▶ TO BE DONE:
Copy the data below from its beginning up to and including the line containing "537 644 L 535", and offset every coordinate in the answer outlines by +129. Leave out the pictures.
○ ○ ○ ○
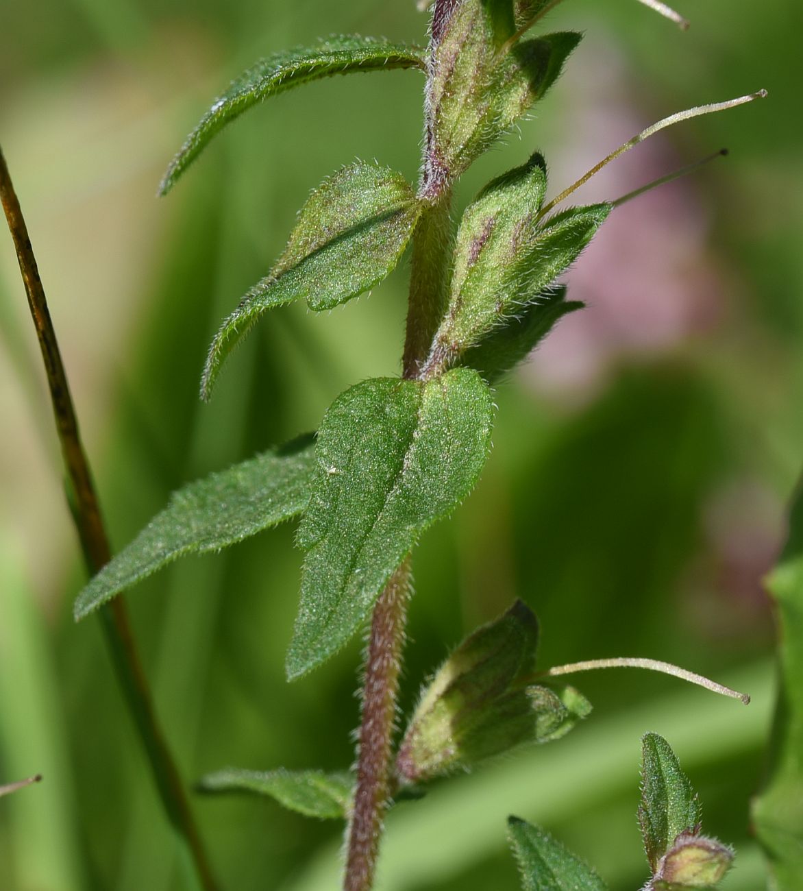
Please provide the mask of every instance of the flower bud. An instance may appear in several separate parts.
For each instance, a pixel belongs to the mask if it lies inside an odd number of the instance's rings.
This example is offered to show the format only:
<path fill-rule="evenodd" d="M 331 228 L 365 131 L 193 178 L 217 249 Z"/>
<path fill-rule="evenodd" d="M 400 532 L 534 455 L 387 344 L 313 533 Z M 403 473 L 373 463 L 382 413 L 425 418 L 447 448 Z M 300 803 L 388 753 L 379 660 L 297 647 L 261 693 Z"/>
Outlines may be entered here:
<path fill-rule="evenodd" d="M 537 644 L 535 616 L 517 601 L 458 647 L 425 691 L 402 740 L 396 766 L 403 784 L 556 739 L 588 714 L 574 691 L 562 699 L 527 684 Z"/>

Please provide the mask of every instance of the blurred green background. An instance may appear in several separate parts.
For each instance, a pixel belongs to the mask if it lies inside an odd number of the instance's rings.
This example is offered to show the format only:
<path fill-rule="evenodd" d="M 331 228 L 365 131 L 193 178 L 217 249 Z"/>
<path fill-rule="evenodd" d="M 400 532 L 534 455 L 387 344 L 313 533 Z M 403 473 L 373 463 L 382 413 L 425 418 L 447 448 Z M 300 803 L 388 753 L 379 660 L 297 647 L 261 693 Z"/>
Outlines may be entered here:
<path fill-rule="evenodd" d="M 400 806 L 377 891 L 517 888 L 510 813 L 547 826 L 615 889 L 646 879 L 639 737 L 667 737 L 706 830 L 736 845 L 730 891 L 763 887 L 748 805 L 772 707 L 760 577 L 803 458 L 803 9 L 685 3 L 685 34 L 635 0 L 572 0 L 564 78 L 458 190 L 535 148 L 553 193 L 680 108 L 770 98 L 639 147 L 589 184 L 613 198 L 726 145 L 731 156 L 617 211 L 570 276 L 589 308 L 501 385 L 474 495 L 416 553 L 403 703 L 467 631 L 523 598 L 545 666 L 651 656 L 753 694 L 743 708 L 639 673 L 578 676 L 596 710 Z M 312 429 L 354 381 L 399 371 L 402 264 L 330 315 L 267 318 L 215 398 L 198 383 L 219 320 L 264 274 L 311 188 L 355 157 L 417 176 L 423 79 L 332 78 L 229 128 L 165 200 L 156 186 L 215 93 L 256 58 L 333 32 L 421 42 L 409 0 L 37 0 L 4 4 L 0 141 L 34 241 L 116 547 L 183 482 Z M 84 580 L 10 240 L 0 238 L 0 887 L 182 888 L 171 833 Z M 289 527 L 175 565 L 130 594 L 158 708 L 188 781 L 224 764 L 340 769 L 360 643 L 293 685 Z M 337 887 L 341 827 L 256 797 L 196 798 L 225 888 Z"/>

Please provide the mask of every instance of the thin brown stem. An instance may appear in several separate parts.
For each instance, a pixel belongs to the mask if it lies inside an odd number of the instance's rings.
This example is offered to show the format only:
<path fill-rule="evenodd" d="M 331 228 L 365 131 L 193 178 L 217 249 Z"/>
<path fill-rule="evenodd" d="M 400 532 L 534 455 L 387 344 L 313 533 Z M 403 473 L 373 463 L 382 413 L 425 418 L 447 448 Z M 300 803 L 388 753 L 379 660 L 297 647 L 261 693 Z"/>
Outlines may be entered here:
<path fill-rule="evenodd" d="M 68 500 L 87 569 L 93 575 L 111 558 L 109 539 L 103 526 L 89 462 L 81 442 L 67 373 L 51 321 L 36 259 L 2 150 L 0 150 L 0 200 L 14 241 L 31 318 L 42 351 L 53 417 L 64 458 Z M 148 682 L 134 644 L 128 613 L 122 597 L 118 597 L 109 606 L 104 607 L 101 617 L 118 680 L 148 754 L 150 769 L 165 811 L 180 840 L 189 848 L 199 887 L 205 891 L 214 891 L 216 886 L 190 811 L 178 769 L 156 717 Z"/>
<path fill-rule="evenodd" d="M 382 824 L 392 794 L 391 756 L 407 603 L 410 558 L 391 576 L 371 619 L 362 686 L 357 789 L 349 826 L 345 891 L 373 887 Z"/>

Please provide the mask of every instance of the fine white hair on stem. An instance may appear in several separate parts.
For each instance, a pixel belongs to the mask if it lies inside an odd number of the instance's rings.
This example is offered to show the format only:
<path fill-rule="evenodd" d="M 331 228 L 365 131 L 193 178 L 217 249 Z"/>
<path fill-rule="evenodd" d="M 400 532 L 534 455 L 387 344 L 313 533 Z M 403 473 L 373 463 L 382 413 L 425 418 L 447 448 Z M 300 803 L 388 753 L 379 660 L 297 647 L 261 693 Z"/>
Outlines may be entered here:
<path fill-rule="evenodd" d="M 645 668 L 648 671 L 657 671 L 663 674 L 671 674 L 672 677 L 679 677 L 689 683 L 696 683 L 701 687 L 705 687 L 714 693 L 721 696 L 729 696 L 733 699 L 741 699 L 745 705 L 750 703 L 750 697 L 747 693 L 740 693 L 730 687 L 725 687 L 716 681 L 711 681 L 702 674 L 687 671 L 678 666 L 673 666 L 670 662 L 661 662 L 658 659 L 645 659 L 638 657 L 621 656 L 610 659 L 590 659 L 587 662 L 572 662 L 571 665 L 555 666 L 542 672 L 542 676 L 556 677 L 560 674 L 575 674 L 583 671 L 595 671 L 597 668 Z"/>
<path fill-rule="evenodd" d="M 626 143 L 623 143 L 618 149 L 615 149 L 604 158 L 598 164 L 595 164 L 590 170 L 584 173 L 582 176 L 576 183 L 572 183 L 568 189 L 564 189 L 557 198 L 553 199 L 548 204 L 543 207 L 538 215 L 539 219 L 542 219 L 547 214 L 549 213 L 555 207 L 561 203 L 564 199 L 568 198 L 573 192 L 576 192 L 581 185 L 584 185 L 588 180 L 595 176 L 595 174 L 599 173 L 604 167 L 606 167 L 611 161 L 615 160 L 617 158 L 623 155 L 626 151 L 629 151 L 634 145 L 638 145 L 639 143 L 643 143 L 645 139 L 649 139 L 650 136 L 654 135 L 661 130 L 666 129 L 668 127 L 672 127 L 675 124 L 679 124 L 681 121 L 689 120 L 692 118 L 699 118 L 702 115 L 714 114 L 717 111 L 726 111 L 727 109 L 736 108 L 738 105 L 744 105 L 745 102 L 751 102 L 754 99 L 764 99 L 766 96 L 766 90 L 758 90 L 757 93 L 750 93 L 745 96 L 739 96 L 736 99 L 728 99 L 724 102 L 711 102 L 708 105 L 696 105 L 694 108 L 686 109 L 685 111 L 677 111 L 676 114 L 669 115 L 669 118 L 663 118 L 661 120 L 657 121 L 655 124 L 651 125 L 645 130 L 642 130 L 641 133 L 637 134 L 631 139 L 629 139 Z"/>

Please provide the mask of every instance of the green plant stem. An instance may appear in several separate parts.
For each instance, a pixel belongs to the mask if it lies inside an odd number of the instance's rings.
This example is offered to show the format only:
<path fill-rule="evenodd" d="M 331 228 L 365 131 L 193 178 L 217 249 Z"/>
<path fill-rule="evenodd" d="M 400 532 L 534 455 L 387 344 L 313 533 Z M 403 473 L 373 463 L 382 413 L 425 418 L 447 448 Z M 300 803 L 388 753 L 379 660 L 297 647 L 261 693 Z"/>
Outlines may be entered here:
<path fill-rule="evenodd" d="M 405 378 L 419 376 L 443 316 L 451 245 L 451 189 L 437 194 L 413 234 L 407 335 L 402 365 Z"/>
<path fill-rule="evenodd" d="M 391 756 L 410 576 L 407 557 L 391 576 L 371 617 L 345 891 L 369 891 L 374 883 L 382 823 L 392 794 Z"/>
<path fill-rule="evenodd" d="M 31 317 L 42 351 L 53 416 L 67 473 L 68 502 L 87 569 L 93 575 L 111 558 L 89 463 L 78 431 L 69 386 L 45 289 L 28 234 L 20 201 L 0 150 L 0 199 L 14 241 Z M 175 762 L 157 721 L 148 682 L 137 653 L 125 601 L 118 597 L 101 612 L 106 641 L 128 708 L 148 755 L 162 805 L 171 824 L 192 859 L 198 887 L 216 887 L 190 811 Z"/>

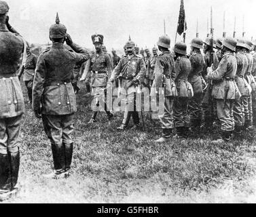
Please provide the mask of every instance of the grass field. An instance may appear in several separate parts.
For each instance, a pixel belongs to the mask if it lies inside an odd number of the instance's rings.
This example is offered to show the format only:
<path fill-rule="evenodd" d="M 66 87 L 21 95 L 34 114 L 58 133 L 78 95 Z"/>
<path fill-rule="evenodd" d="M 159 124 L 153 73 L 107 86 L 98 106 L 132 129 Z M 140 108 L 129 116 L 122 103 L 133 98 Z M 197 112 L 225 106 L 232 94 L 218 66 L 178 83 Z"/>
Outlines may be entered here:
<path fill-rule="evenodd" d="M 161 134 L 160 125 L 149 114 L 145 114 L 145 132 L 117 132 L 122 113 L 109 123 L 102 113 L 89 125 L 90 101 L 82 88 L 77 95 L 73 170 L 63 180 L 41 176 L 53 167 L 50 142 L 41 120 L 26 103 L 20 138 L 22 189 L 7 202 L 256 202 L 256 131 L 219 146 L 211 144 L 216 130 L 156 145 L 153 141 Z"/>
○ ○ ○ ○
▶ RESPONSE:
Please provide the mask of every instance of the flower bud. An instance may appear in several separate parts.
For each instance, a pixel belongs to the mask if it lies inside an odd number of the instance's rings.
This example is offered to show the format only:
<path fill-rule="evenodd" d="M 331 228 L 365 131 L 193 178 L 217 249 Z"/>
<path fill-rule="evenodd" d="M 400 532 L 534 455 L 387 344 L 313 533 Z M 403 473 L 373 463 L 382 413 L 425 418 L 447 448 Z M 300 803 L 388 753 L 379 660 L 297 647 L 261 693 Z"/>
Outlines may be entered here:
<path fill-rule="evenodd" d="M 666 773 L 664 745 L 646 730 L 587 776 L 554 820 L 531 869 L 525 895 L 532 913 L 685 868 L 717 843 L 703 820 L 691 828 L 656 813 Z"/>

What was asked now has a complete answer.